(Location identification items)
----
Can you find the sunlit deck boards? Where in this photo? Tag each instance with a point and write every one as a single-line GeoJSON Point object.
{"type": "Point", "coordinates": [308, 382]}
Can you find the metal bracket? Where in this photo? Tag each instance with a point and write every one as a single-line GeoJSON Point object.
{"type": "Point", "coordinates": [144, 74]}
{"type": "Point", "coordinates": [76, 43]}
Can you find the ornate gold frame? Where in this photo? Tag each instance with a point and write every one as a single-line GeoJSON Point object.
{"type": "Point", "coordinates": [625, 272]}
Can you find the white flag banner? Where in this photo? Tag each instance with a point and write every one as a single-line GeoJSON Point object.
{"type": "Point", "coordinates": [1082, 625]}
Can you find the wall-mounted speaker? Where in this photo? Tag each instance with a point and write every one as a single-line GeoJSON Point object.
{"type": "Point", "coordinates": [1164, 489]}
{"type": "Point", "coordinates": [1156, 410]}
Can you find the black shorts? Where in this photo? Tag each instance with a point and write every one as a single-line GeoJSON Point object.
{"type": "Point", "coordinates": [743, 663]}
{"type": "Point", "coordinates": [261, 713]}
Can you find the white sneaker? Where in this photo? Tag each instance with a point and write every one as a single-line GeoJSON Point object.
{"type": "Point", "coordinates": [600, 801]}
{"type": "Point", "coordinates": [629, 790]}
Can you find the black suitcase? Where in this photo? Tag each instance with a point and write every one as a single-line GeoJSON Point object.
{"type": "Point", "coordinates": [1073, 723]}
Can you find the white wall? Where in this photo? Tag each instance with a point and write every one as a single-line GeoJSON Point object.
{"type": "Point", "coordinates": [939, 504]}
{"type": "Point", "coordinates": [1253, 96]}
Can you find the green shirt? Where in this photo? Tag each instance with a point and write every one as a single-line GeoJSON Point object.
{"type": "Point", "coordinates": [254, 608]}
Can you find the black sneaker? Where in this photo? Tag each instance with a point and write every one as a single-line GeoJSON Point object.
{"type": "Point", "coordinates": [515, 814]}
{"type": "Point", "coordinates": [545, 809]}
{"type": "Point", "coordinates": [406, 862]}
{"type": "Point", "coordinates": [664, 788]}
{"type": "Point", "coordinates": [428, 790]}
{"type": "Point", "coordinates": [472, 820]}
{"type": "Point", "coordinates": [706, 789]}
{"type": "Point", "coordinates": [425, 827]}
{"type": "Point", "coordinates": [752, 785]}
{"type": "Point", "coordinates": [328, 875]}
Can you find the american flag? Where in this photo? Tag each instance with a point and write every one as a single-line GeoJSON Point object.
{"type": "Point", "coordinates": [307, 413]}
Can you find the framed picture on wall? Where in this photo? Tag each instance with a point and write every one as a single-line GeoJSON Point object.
----
(Challenge)
Copy the records from the line containing "Can you find the american" through the end, replacing "single-line" with "one-line" and keeping everything else the same.

(Answer to this exercise)
Can you find the american flag? Where in this photo? Tag each instance with a point and write every one as a one-line GeoJSON Point object.
{"type": "Point", "coordinates": [307, 413]}
Can you find the framed picture on wall? Where in this photo? Tag each instance with a point and write every one as a one-line GeoJSON Point object.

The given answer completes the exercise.